┌──

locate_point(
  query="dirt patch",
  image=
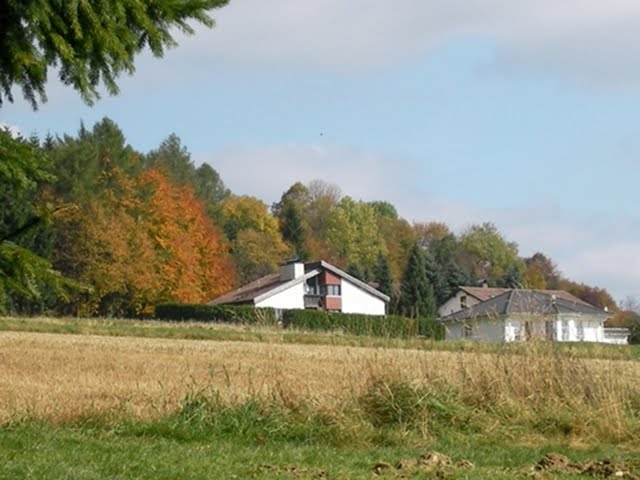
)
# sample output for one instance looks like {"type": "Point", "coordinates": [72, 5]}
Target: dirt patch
{"type": "Point", "coordinates": [556, 463]}
{"type": "Point", "coordinates": [434, 463]}
{"type": "Point", "coordinates": [294, 472]}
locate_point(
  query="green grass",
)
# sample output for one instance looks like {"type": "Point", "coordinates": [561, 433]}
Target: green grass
{"type": "Point", "coordinates": [205, 442]}
{"type": "Point", "coordinates": [392, 422]}
{"type": "Point", "coordinates": [225, 332]}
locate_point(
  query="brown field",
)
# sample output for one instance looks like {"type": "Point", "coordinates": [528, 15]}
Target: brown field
{"type": "Point", "coordinates": [64, 377]}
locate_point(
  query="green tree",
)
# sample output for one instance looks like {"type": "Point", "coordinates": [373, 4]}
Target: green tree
{"type": "Point", "coordinates": [352, 234]}
{"type": "Point", "coordinates": [541, 272]}
{"type": "Point", "coordinates": [489, 254]}
{"type": "Point", "coordinates": [382, 275]}
{"type": "Point", "coordinates": [79, 162]}
{"type": "Point", "coordinates": [25, 276]}
{"type": "Point", "coordinates": [416, 293]}
{"type": "Point", "coordinates": [256, 241]}
{"type": "Point", "coordinates": [174, 161]}
{"type": "Point", "coordinates": [91, 43]}
{"type": "Point", "coordinates": [211, 190]}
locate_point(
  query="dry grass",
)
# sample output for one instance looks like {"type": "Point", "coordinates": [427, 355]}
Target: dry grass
{"type": "Point", "coordinates": [64, 377]}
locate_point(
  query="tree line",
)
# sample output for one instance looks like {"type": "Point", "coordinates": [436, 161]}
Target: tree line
{"type": "Point", "coordinates": [97, 227]}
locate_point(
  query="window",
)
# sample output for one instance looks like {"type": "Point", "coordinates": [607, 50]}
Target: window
{"type": "Point", "coordinates": [565, 330]}
{"type": "Point", "coordinates": [312, 286]}
{"type": "Point", "coordinates": [467, 331]}
{"type": "Point", "coordinates": [580, 331]}
{"type": "Point", "coordinates": [330, 290]}
{"type": "Point", "coordinates": [528, 331]}
{"type": "Point", "coordinates": [517, 333]}
{"type": "Point", "coordinates": [549, 330]}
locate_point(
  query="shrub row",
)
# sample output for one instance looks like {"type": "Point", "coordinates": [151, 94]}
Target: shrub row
{"type": "Point", "coordinates": [378, 326]}
{"type": "Point", "coordinates": [241, 314]}
{"type": "Point", "coordinates": [392, 326]}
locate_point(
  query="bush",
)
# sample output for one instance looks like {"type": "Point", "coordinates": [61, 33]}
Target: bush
{"type": "Point", "coordinates": [379, 326]}
{"type": "Point", "coordinates": [241, 314]}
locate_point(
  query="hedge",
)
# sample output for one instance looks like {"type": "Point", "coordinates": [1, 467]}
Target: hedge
{"type": "Point", "coordinates": [241, 314]}
{"type": "Point", "coordinates": [357, 324]}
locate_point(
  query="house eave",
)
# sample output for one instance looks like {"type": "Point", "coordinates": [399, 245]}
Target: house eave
{"type": "Point", "coordinates": [355, 281]}
{"type": "Point", "coordinates": [285, 286]}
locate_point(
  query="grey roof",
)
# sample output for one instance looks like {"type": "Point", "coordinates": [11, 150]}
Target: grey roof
{"type": "Point", "coordinates": [271, 284]}
{"type": "Point", "coordinates": [533, 302]}
{"type": "Point", "coordinates": [486, 293]}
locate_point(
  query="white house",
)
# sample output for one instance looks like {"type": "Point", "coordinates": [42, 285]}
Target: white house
{"type": "Point", "coordinates": [517, 315]}
{"type": "Point", "coordinates": [314, 285]}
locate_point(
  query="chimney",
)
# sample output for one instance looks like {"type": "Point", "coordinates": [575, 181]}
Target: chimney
{"type": "Point", "coordinates": [291, 270]}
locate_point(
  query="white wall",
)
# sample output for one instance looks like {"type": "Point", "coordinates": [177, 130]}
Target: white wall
{"type": "Point", "coordinates": [356, 300]}
{"type": "Point", "coordinates": [290, 298]}
{"type": "Point", "coordinates": [566, 329]}
{"type": "Point", "coordinates": [484, 331]}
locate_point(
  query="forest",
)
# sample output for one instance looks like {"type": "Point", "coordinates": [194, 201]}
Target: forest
{"type": "Point", "coordinates": [100, 228]}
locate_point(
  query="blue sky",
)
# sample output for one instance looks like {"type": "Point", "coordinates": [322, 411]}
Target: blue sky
{"type": "Point", "coordinates": [520, 113]}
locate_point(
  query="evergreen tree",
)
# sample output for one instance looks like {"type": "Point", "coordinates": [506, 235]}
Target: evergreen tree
{"type": "Point", "coordinates": [383, 275]}
{"type": "Point", "coordinates": [89, 42]}
{"type": "Point", "coordinates": [416, 293]}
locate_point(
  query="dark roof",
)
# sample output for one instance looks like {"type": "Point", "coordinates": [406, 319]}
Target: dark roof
{"type": "Point", "coordinates": [272, 284]}
{"type": "Point", "coordinates": [536, 302]}
{"type": "Point", "coordinates": [247, 293]}
{"type": "Point", "coordinates": [341, 273]}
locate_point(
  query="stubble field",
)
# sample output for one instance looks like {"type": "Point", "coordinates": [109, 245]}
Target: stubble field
{"type": "Point", "coordinates": [276, 410]}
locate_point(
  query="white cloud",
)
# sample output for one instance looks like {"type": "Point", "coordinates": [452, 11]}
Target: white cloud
{"type": "Point", "coordinates": [591, 41]}
{"type": "Point", "coordinates": [13, 130]}
{"type": "Point", "coordinates": [268, 172]}
{"type": "Point", "coordinates": [597, 251]}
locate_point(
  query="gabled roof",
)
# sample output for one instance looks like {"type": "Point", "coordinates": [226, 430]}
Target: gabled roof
{"type": "Point", "coordinates": [368, 288]}
{"type": "Point", "coordinates": [271, 284]}
{"type": "Point", "coordinates": [532, 302]}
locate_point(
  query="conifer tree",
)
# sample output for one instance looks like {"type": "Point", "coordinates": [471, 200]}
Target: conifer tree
{"type": "Point", "coordinates": [90, 42]}
{"type": "Point", "coordinates": [416, 293]}
{"type": "Point", "coordinates": [383, 275]}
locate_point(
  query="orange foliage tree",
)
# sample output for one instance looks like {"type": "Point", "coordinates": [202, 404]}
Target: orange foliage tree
{"type": "Point", "coordinates": [193, 260]}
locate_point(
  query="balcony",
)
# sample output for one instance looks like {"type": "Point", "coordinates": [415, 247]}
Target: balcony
{"type": "Point", "coordinates": [312, 301]}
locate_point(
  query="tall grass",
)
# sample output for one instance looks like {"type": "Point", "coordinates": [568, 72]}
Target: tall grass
{"type": "Point", "coordinates": [309, 393]}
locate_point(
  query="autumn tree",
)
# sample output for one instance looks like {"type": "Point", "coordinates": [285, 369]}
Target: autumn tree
{"type": "Point", "coordinates": [211, 190]}
{"type": "Point", "coordinates": [399, 237]}
{"type": "Point", "coordinates": [104, 243]}
{"type": "Point", "coordinates": [352, 235]}
{"type": "Point", "coordinates": [90, 43]}
{"type": "Point", "coordinates": [444, 258]}
{"type": "Point", "coordinates": [541, 273]}
{"type": "Point", "coordinates": [256, 241]}
{"type": "Point", "coordinates": [290, 212]}
{"type": "Point", "coordinates": [323, 197]}
{"type": "Point", "coordinates": [490, 254]}
{"type": "Point", "coordinates": [194, 263]}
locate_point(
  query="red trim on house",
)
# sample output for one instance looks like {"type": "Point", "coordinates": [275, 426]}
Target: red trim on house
{"type": "Point", "coordinates": [332, 303]}
{"type": "Point", "coordinates": [329, 278]}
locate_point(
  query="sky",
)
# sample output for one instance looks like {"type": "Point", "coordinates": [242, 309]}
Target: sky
{"type": "Point", "coordinates": [524, 114]}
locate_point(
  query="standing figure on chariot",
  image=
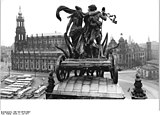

└──

(GIVEN EXERCISE): Select every line of the material that contains the string "grass" and copy each one.

(EXERCISE RESPONSE):
  query="green grass",
Target: green grass
  query="dry grass",
Target: dry grass
  query="tall grass",
Target: tall grass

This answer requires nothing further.